Anyway I'm entering this question here instead of the baking area to bring more minds to think about my question in search of an answer, if there is one.?

An aritcle on Foodtv sparked my thoughts. Although Breadster planted these seeds in my head under Professional baking, the thread labeled "sharing a space with a pastry chef". The show about "the best" (on foodtv)highlighted a women who's work I'm familar with, but I don't know her personally. Anyway I can guess what some of her obsticles are in growing her company, they're the same ones most bakeries run into. Although I don't know whether she'll over come them or not and grow into something much bigger...

Anyway, my point (and personal frustration) is seeing several other women in my aprox. age group all very artistic and all in professional baking. They all have small businesses (I don't yet, but I'm heading that way) that have potential. I can't help but thinking together these talented women would be amazing!

Apart I see the stuggles I face if I open my own pastry business and feel for what they already do face and wonder how I might be able to help them.

_SET PROBLEM:_
Repeat the post about women in professional baking word for word, from "Anyway I'm entering" to "something much bigger...".

_DATASET EXCERPT:_
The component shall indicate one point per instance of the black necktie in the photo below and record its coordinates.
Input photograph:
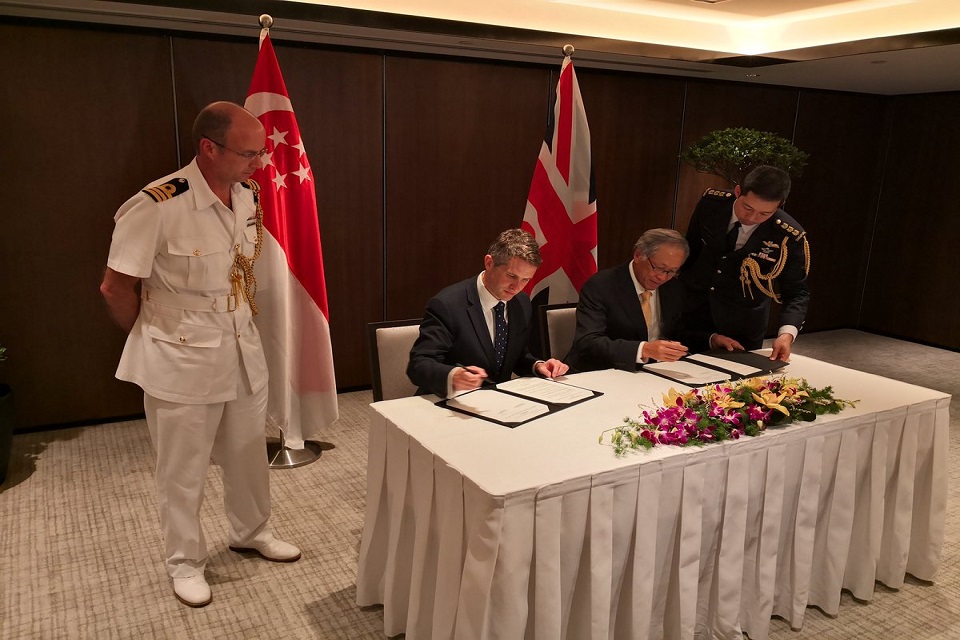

_TASK ANSWER:_
Anyway I'm entering this question here instead of the baking area to bring more minds to think about my question in search of an answer, if there is one.?

An aritcle on Foodtv sparked my thoughts. Although Breadster planted these seeds in my head under Professional baking, the thread labeled "sharing a space with a pastry chef". The show about "the best" (on foodtv)highlighted a women who's work I'm familar with, but I don't know her personally. Anyway I can guess what some of her obsticles are in growing her company, they're the same ones most bakeries run into. Although I don't know whether she'll over come them or not and grow into something much bigger...